═══ GIVEN RECORDS

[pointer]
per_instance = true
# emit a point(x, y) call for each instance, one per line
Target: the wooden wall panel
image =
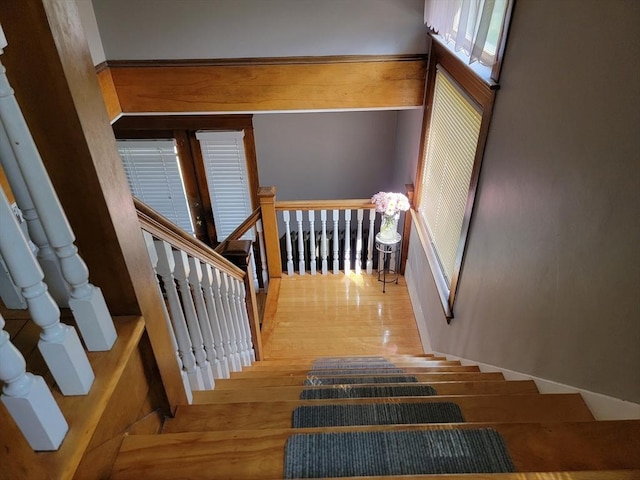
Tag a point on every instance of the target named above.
point(109, 93)
point(314, 84)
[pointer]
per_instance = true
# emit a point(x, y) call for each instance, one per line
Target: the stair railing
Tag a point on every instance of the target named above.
point(206, 299)
point(320, 236)
point(48, 224)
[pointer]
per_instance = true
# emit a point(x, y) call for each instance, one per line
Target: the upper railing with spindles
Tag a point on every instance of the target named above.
point(207, 314)
point(319, 236)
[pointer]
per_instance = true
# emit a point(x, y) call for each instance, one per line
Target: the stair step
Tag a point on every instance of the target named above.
point(292, 393)
point(309, 363)
point(284, 380)
point(249, 373)
point(259, 454)
point(482, 408)
point(260, 366)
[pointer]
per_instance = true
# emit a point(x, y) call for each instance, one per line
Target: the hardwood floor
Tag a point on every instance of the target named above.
point(340, 315)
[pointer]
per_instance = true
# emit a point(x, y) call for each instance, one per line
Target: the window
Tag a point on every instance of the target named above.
point(227, 178)
point(154, 176)
point(448, 167)
point(455, 128)
point(475, 30)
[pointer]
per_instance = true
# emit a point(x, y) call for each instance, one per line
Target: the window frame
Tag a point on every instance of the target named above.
point(483, 94)
point(182, 128)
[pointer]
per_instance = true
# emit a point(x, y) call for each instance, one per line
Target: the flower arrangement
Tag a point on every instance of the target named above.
point(390, 203)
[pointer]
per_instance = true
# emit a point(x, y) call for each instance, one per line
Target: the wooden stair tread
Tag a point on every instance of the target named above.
point(249, 373)
point(82, 412)
point(259, 382)
point(308, 364)
point(292, 393)
point(582, 475)
point(482, 408)
point(259, 454)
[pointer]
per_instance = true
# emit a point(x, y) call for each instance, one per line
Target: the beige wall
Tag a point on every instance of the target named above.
point(551, 280)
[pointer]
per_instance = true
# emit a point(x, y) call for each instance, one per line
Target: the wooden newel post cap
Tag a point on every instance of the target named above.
point(237, 252)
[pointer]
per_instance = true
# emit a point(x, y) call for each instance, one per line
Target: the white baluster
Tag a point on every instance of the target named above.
point(254, 270)
point(243, 317)
point(263, 256)
point(220, 281)
point(218, 327)
point(312, 242)
point(336, 242)
point(86, 302)
point(59, 344)
point(58, 287)
point(181, 274)
point(153, 257)
point(287, 227)
point(300, 242)
point(347, 241)
point(166, 266)
point(372, 219)
point(238, 320)
point(195, 280)
point(28, 399)
point(323, 241)
point(360, 217)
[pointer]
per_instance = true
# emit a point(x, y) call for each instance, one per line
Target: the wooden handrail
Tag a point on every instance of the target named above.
point(352, 204)
point(243, 228)
point(159, 226)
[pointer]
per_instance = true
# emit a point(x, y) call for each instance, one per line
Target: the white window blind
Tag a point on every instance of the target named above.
point(449, 159)
point(154, 175)
point(227, 179)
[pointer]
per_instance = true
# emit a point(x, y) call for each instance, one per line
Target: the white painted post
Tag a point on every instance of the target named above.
point(360, 217)
point(300, 242)
point(263, 256)
point(287, 227)
point(220, 281)
point(166, 266)
point(312, 242)
point(195, 280)
point(153, 257)
point(336, 242)
point(243, 319)
point(59, 344)
point(28, 399)
point(86, 302)
point(58, 287)
point(181, 274)
point(347, 241)
point(237, 320)
point(218, 327)
point(372, 219)
point(323, 240)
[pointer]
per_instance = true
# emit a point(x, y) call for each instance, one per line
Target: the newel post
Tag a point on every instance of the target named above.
point(238, 252)
point(267, 197)
point(406, 231)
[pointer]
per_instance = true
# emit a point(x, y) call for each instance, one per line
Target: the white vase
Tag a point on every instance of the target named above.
point(389, 227)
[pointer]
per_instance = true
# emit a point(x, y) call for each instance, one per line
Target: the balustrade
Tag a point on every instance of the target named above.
point(342, 242)
point(48, 222)
point(59, 344)
point(205, 293)
point(28, 399)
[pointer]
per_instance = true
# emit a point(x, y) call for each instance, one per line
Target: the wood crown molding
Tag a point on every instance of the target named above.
point(301, 60)
point(266, 84)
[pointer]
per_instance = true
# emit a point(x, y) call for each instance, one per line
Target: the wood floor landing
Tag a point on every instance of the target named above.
point(340, 314)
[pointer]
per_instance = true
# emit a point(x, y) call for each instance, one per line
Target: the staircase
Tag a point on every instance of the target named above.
point(240, 430)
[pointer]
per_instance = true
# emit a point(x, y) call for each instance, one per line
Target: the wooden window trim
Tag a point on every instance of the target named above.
point(182, 128)
point(484, 95)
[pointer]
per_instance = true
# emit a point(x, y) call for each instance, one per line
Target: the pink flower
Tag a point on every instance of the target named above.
point(390, 203)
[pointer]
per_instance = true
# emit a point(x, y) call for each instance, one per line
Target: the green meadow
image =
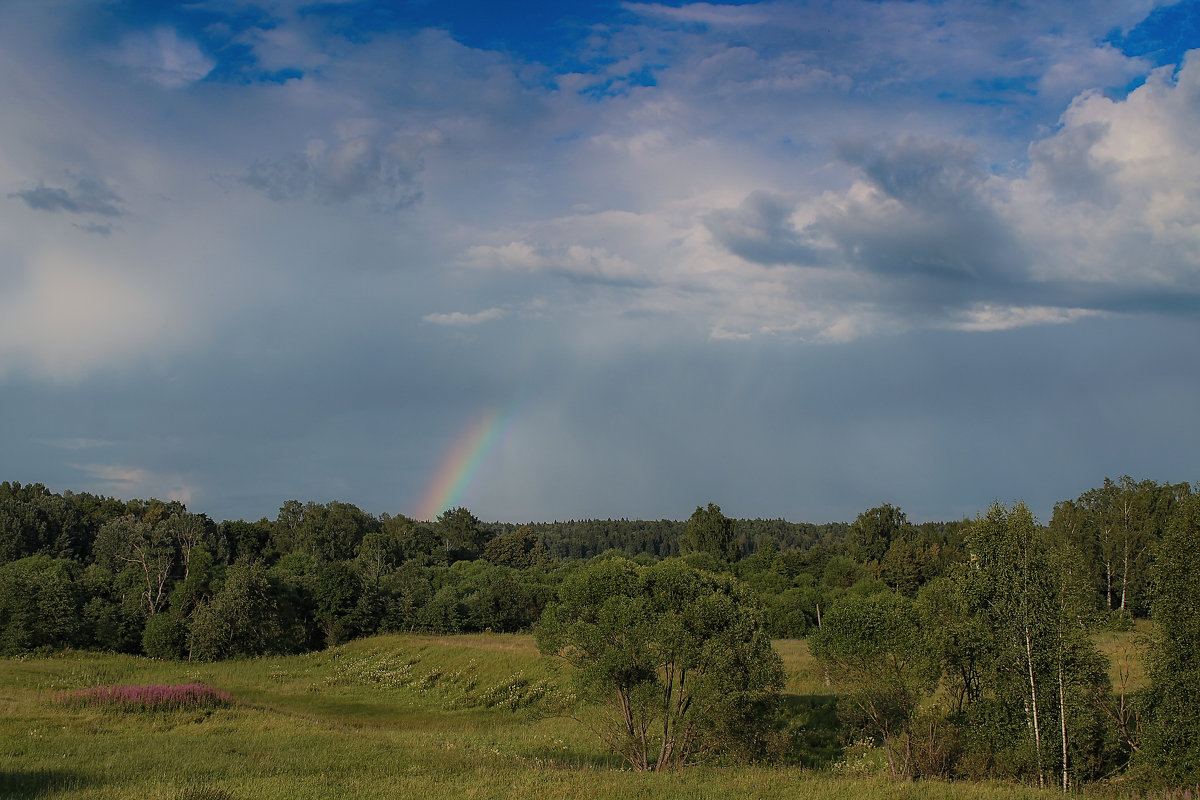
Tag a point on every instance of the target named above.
point(391, 716)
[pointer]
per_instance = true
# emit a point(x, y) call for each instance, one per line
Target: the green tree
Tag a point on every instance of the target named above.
point(1173, 734)
point(462, 534)
point(711, 531)
point(144, 548)
point(1042, 667)
point(520, 549)
point(243, 618)
point(40, 605)
point(678, 659)
point(877, 649)
point(873, 533)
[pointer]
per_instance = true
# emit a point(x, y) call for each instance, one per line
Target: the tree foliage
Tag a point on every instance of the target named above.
point(1173, 740)
point(679, 659)
point(877, 649)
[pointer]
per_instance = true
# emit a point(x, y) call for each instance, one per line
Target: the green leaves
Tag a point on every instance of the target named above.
point(678, 656)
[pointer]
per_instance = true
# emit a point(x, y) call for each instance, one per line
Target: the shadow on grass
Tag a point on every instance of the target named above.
point(814, 729)
point(24, 785)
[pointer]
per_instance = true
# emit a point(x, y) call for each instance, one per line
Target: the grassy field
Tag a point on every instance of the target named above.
point(399, 716)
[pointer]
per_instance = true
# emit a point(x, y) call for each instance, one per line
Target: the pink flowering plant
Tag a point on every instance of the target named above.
point(177, 697)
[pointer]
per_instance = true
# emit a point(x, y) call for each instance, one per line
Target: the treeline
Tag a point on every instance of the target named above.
point(993, 614)
point(150, 576)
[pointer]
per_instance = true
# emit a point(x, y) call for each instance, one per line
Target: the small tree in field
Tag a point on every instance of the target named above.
point(676, 659)
point(875, 648)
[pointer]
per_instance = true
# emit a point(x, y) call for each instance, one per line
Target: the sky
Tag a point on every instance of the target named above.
point(557, 260)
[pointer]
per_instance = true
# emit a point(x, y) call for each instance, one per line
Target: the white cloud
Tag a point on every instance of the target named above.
point(163, 56)
point(996, 318)
point(461, 319)
point(72, 314)
point(132, 481)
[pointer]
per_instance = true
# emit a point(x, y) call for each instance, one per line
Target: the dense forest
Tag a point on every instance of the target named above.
point(993, 612)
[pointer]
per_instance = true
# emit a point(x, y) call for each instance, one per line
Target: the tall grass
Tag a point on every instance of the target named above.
point(357, 721)
point(178, 697)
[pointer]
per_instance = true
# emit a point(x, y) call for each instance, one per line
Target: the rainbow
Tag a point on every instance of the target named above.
point(462, 462)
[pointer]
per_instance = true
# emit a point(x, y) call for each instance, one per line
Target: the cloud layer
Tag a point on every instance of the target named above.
point(298, 247)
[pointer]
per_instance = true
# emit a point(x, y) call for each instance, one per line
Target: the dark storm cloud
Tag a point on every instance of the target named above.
point(359, 168)
point(761, 230)
point(89, 197)
point(940, 221)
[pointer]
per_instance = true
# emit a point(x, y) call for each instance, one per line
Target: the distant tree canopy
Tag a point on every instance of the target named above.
point(670, 617)
point(679, 659)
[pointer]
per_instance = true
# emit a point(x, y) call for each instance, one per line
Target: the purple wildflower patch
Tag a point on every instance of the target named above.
point(178, 697)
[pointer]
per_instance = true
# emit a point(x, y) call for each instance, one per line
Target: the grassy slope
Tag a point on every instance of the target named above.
point(399, 716)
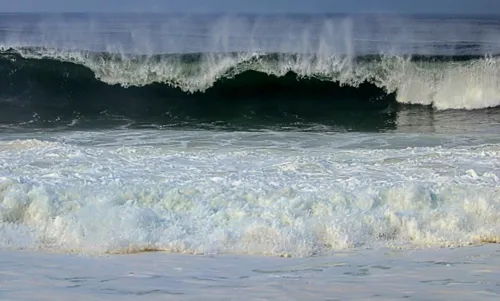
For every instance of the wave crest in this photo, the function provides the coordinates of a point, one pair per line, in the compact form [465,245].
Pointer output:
[467,82]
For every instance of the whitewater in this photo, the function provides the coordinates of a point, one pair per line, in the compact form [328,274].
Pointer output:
[259,157]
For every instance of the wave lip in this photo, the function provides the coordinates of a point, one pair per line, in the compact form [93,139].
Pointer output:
[465,82]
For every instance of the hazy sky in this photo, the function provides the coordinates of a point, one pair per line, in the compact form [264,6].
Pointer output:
[256,6]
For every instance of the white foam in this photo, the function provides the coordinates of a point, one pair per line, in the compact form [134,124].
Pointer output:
[445,85]
[324,48]
[286,200]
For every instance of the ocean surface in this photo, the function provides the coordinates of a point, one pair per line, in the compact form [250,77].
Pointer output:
[265,157]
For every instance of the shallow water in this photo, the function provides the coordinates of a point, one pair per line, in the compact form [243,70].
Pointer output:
[453,274]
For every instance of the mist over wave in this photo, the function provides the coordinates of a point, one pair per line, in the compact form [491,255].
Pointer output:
[304,66]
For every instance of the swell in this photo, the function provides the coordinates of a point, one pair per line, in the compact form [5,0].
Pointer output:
[280,88]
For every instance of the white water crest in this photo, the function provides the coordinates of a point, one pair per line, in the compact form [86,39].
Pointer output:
[325,48]
[285,194]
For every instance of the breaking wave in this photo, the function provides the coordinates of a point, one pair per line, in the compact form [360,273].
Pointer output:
[445,82]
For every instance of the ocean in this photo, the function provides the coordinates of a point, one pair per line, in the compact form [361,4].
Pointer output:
[265,157]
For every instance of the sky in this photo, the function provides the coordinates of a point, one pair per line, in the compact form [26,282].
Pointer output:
[256,6]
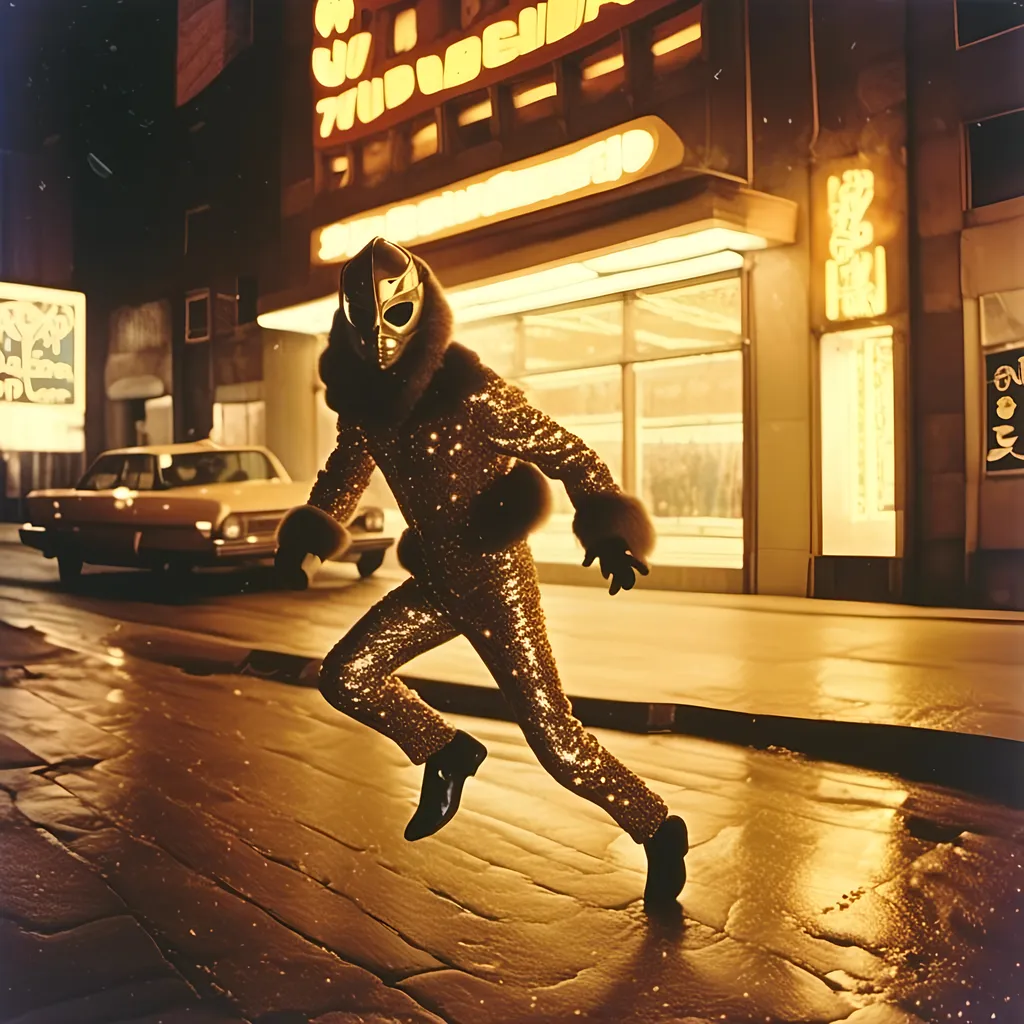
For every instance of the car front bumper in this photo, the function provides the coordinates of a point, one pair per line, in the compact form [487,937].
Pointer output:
[160,545]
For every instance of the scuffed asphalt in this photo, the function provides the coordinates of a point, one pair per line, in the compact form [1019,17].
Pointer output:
[224,848]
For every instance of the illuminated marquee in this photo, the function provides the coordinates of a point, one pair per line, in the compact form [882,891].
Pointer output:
[42,369]
[855,271]
[636,150]
[340,61]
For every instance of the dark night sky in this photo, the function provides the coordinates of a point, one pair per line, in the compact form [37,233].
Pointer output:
[95,78]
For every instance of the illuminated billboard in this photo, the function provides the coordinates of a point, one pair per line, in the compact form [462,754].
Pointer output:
[42,369]
[608,160]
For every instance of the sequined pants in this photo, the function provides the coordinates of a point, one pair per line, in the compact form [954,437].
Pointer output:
[497,606]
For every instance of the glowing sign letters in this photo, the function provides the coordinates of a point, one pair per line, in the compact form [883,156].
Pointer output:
[461,62]
[855,271]
[1005,398]
[608,160]
[42,369]
[37,345]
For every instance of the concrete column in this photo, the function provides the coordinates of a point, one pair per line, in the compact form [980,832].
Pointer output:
[290,382]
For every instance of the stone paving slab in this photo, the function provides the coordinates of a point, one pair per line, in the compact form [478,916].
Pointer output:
[254,837]
[951,671]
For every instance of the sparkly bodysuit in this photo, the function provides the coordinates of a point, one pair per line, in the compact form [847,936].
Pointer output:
[436,464]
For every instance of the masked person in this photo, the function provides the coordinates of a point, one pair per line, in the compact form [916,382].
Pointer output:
[461,450]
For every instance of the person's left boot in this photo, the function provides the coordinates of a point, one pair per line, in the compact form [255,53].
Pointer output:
[443,776]
[666,866]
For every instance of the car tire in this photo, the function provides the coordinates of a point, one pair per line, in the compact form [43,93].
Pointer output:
[369,562]
[175,569]
[69,568]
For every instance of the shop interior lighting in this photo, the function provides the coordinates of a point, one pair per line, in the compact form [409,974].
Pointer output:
[404,31]
[523,286]
[672,250]
[603,67]
[534,94]
[478,112]
[677,40]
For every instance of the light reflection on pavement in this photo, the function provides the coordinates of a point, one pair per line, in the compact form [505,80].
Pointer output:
[251,836]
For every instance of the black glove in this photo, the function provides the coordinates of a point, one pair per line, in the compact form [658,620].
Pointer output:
[293,572]
[619,562]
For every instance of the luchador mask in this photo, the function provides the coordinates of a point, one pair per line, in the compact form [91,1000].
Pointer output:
[382,298]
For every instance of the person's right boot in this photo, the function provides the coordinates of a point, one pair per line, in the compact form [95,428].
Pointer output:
[443,776]
[666,866]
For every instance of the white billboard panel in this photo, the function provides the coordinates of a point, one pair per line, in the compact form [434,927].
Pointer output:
[42,369]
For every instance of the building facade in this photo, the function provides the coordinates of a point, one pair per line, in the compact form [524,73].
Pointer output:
[686,229]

══════

Copy from the entries above each line in which the string "field" can be found.

*RESULT*.
Target: the grassy field
Target: the small tree in field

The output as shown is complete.